>>>>>

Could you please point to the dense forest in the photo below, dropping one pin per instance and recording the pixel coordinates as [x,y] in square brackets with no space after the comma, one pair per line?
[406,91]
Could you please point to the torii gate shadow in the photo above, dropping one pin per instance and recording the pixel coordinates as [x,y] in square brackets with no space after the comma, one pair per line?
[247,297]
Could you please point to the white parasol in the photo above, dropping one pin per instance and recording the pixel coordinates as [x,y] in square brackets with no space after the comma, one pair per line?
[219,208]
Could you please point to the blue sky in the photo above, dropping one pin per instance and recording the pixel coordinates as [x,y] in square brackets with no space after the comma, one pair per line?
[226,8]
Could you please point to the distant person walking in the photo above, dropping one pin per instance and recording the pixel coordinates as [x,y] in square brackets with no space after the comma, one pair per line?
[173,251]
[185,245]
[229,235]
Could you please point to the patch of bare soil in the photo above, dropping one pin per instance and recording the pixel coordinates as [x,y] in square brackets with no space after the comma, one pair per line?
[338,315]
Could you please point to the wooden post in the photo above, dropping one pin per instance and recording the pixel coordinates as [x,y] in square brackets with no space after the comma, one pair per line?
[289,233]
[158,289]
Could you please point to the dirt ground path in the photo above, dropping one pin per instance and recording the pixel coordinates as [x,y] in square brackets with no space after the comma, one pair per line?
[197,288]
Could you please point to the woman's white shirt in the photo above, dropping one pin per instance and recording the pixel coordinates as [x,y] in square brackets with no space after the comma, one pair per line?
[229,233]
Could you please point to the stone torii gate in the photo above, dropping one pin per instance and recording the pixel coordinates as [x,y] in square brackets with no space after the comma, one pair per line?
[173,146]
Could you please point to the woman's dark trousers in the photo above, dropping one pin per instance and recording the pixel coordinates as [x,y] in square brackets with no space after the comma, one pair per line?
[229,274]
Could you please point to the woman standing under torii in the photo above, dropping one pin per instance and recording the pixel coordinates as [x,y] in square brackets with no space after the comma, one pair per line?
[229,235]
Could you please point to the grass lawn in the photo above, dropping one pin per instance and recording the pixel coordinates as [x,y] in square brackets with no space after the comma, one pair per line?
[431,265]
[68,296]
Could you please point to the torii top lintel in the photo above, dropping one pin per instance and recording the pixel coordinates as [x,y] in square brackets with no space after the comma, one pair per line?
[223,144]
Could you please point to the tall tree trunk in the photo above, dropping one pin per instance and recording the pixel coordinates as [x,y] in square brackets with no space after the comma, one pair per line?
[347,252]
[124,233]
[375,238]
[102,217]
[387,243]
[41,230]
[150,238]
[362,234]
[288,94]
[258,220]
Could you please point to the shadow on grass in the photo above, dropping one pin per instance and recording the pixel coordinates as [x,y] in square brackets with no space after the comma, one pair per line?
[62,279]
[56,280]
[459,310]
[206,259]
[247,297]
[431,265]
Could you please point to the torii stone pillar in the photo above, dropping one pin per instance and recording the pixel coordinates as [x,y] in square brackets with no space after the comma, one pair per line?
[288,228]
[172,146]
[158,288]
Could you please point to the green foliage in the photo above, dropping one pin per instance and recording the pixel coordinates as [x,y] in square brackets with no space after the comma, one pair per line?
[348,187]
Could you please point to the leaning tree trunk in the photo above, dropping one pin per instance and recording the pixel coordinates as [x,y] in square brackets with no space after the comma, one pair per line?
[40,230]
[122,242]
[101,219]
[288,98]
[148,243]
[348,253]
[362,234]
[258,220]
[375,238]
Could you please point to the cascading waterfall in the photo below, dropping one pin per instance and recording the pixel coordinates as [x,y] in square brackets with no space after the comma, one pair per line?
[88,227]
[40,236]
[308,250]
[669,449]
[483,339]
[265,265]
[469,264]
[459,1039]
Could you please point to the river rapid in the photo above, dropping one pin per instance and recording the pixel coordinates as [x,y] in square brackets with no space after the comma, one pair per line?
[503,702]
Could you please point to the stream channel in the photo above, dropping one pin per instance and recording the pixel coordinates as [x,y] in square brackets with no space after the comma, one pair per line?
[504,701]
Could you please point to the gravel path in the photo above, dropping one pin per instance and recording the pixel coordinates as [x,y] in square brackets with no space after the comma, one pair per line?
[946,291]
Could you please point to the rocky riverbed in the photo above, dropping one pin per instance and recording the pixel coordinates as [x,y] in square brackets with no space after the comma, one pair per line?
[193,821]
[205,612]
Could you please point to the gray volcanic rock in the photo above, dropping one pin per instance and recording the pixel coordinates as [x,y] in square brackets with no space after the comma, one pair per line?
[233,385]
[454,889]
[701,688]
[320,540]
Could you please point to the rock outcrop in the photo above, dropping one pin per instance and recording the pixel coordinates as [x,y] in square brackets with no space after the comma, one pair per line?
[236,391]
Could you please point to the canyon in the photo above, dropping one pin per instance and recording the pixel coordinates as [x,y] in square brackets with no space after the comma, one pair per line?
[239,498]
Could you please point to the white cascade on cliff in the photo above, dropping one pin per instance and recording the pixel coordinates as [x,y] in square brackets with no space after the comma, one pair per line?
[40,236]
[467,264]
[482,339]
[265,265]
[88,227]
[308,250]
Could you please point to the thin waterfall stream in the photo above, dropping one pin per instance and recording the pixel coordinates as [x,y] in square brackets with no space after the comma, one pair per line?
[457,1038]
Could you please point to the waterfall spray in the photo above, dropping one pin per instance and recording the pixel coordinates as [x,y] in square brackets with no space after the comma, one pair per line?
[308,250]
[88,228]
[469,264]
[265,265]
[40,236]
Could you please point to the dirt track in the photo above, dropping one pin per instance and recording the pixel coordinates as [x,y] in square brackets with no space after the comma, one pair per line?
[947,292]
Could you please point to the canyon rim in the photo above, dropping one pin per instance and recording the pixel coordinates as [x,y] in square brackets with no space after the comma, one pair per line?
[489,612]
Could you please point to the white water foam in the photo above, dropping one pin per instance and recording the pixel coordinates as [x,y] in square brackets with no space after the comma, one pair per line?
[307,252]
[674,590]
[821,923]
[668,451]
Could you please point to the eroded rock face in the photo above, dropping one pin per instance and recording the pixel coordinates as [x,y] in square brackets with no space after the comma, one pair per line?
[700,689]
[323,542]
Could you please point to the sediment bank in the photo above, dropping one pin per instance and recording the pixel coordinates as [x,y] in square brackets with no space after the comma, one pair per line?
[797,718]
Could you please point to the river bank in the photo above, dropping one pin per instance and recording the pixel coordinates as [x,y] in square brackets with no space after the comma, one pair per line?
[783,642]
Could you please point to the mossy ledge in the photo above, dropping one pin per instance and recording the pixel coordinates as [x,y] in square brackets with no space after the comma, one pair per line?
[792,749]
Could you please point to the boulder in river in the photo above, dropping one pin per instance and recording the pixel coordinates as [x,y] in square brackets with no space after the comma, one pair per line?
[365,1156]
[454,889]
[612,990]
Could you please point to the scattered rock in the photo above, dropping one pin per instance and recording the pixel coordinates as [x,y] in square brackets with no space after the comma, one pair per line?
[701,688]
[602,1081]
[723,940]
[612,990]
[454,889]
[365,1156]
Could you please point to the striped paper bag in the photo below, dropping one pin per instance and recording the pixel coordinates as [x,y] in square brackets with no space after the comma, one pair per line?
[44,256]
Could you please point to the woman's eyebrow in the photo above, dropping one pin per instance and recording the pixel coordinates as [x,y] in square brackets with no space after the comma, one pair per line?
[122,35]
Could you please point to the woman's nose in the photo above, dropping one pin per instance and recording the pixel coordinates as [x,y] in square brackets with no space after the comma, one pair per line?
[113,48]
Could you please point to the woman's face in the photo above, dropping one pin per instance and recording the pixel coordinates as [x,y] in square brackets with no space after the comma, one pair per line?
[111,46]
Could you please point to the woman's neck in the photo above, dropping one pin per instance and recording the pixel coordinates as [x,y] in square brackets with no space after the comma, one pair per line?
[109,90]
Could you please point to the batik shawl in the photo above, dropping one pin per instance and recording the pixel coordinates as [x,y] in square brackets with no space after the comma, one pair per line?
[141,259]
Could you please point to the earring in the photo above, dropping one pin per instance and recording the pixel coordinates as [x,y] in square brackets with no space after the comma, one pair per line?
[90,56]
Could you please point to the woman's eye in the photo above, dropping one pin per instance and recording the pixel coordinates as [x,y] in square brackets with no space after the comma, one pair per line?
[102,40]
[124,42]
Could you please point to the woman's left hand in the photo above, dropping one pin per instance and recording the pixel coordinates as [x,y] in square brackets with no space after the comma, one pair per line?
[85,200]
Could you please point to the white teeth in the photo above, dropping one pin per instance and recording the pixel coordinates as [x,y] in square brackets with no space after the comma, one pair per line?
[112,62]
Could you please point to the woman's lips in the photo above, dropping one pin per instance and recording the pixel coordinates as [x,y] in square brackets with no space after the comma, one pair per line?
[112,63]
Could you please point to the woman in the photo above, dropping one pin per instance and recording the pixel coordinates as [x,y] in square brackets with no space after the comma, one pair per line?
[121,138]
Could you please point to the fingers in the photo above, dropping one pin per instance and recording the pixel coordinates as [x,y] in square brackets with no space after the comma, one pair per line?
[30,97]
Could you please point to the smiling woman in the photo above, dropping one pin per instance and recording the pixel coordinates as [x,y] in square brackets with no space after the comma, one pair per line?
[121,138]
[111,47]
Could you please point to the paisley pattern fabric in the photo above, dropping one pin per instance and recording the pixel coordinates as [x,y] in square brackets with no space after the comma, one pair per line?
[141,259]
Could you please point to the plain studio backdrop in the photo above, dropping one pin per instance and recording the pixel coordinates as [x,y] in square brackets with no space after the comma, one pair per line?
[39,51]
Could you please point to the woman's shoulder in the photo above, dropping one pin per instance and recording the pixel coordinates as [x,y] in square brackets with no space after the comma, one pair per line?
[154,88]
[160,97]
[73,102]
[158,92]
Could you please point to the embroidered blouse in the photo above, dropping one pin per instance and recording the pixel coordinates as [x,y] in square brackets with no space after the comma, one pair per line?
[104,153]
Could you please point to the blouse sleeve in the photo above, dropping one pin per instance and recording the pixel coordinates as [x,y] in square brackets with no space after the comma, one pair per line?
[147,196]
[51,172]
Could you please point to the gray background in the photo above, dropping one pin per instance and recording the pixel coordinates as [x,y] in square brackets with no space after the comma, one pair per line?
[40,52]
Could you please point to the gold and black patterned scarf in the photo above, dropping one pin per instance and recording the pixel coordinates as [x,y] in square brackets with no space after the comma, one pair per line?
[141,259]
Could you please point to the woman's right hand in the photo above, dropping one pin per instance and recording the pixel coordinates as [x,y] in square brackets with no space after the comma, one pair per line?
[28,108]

<<<<<

_What is asked_.
In the listing above, find the line containing "Could you please point to the plain", then reproduce it and each line after it through the end, exactly and with nothing added.

_Expected output_.
Could you please point to the plain studio backdrop in the photo above, dropping one pin per instance and recording the pixel coordinates as [x,y] in square brackets with no space after the comma, one pair per line?
[39,51]
Could you please point to the woman's shoulder in the photo above, dropping one pin per instance and recording the pixel coordinates as [x,y] in square brackets with no space after the comma, one pair per line?
[154,88]
[160,97]
[73,102]
[158,92]
Could you please point to the embroidered blouse in the photo above, dropping one pin per instance and recording the pixel coordinates as [x,y] in square brackets with no space after the comma, one pair per line?
[104,153]
Could you please point to the blouse sleeve in the photo above, dropping one pin per instance and recording the pixel coordinates as [x,y] in square brackets with no space after the comma, one pair per line?
[147,196]
[51,172]
Could you please point to the gray background in the photo above, dropping one pin per instance and recording the pixel coordinates as [x,y] in square brackets with no space after the comma, one pair per line?
[40,52]
Could you please point to the gold and black patterned scarf in the photo above, dropping one pin per instance and recording the pixel coordinates as [x,y] in square brackets with no space after the comma, one pair per line?
[141,259]
Could you please point to the woman's right hand in the photo above, dropping one pin per instance and recording the pixel coordinates as [x,y] in square brackets with no space after the comma, one pair per line?
[28,108]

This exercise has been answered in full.